**Text provided**:
- Created by: Rohan Dickson; Richard Nosworthy; Bronwyn Berry;
- Written by: Iain Paton; David Gordon; Julie Barker; Salah Sabiti; Carmen Sangion;
- Directed by: Lungelo Sithebo; Katherine Cookie;
- Starring: Zolisa Xaluva; Minnie Dlamini; Ian Roberts; Tumisho Masha; Shona Ferguson; Michelle Bradshaw; Hayley Owen; Connie Ferguson; Gail Nkoane; Faye Peters; Melusi Yeni; Khabonina Qubeka; John Kani;
- Theme music composer: It Sounds Like This
- Composer: Joel Assaizky
- Country of origin: South Africa
- No. of seasons: 2
- No. of episodes: 416

Production
- Executive producers: Rohan Dickson; Richard Nosworthy; Bronwyn Berry;
- Production locations: South Africa, North West
- Running time: 22-26 minutes

Original release
- Network: M-Net
- Release: 4 April 2011 – 28 March 2013

Related
- Legacy

= The Wild (TV series) =

South African television soap

The Wild is a South African television drama series created and executive produced by Rohan Dickson, Richard Nosworthy and Bronwyn Berry. It is an M-Net original series produced for M-Net by its in-house production company Magic Factory, and stars Shona Ferguson, Connie Ferguson, Tumisho Masha, Gail Mabalane, Ian Roberts, James Alexander, Tyrone Keogh and Clementine Mosimane, amongst others.

**Task requirements**: In the text about The Wild, list all the people given as writers of the series. Work only from the text about The Wild.

Dataset items
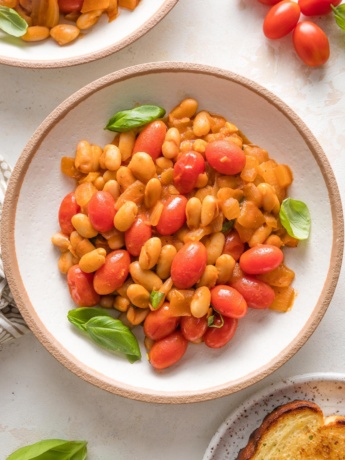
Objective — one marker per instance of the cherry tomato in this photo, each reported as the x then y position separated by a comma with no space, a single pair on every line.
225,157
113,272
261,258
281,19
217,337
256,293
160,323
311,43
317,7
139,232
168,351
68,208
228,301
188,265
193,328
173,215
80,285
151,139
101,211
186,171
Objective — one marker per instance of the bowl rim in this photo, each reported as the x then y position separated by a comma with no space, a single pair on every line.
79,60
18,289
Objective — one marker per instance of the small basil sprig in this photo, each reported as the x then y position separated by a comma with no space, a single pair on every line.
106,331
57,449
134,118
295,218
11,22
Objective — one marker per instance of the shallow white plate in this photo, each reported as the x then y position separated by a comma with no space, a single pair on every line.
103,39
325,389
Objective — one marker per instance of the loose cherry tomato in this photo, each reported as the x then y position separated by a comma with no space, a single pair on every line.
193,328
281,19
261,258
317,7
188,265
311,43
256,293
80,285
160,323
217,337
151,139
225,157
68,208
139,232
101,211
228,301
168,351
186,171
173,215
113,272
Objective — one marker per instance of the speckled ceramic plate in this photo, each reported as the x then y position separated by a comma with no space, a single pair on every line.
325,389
---
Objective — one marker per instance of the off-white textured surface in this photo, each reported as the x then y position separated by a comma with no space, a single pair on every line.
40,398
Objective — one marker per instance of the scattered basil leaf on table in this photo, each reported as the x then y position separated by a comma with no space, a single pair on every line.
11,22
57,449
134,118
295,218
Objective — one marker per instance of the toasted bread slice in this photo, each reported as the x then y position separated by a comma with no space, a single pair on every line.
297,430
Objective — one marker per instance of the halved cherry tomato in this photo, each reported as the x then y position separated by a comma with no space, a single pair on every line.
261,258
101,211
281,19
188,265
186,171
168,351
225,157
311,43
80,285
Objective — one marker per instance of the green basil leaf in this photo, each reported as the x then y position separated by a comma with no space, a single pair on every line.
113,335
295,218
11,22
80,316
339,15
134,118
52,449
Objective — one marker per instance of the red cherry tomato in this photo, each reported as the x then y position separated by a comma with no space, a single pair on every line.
---
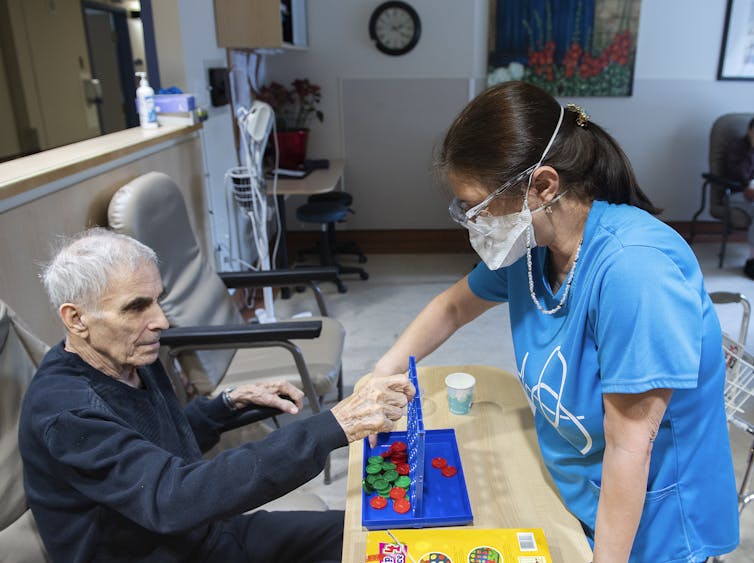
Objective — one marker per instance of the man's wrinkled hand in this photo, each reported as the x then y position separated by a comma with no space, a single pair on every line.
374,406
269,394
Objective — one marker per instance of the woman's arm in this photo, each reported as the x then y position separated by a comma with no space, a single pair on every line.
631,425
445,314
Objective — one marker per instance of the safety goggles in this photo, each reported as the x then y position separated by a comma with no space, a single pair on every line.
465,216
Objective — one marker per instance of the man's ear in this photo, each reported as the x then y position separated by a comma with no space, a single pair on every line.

**Output for this task**: Iain Paton, David Gordon, Julie Barker, Salah Sabiti, Carmen Sangion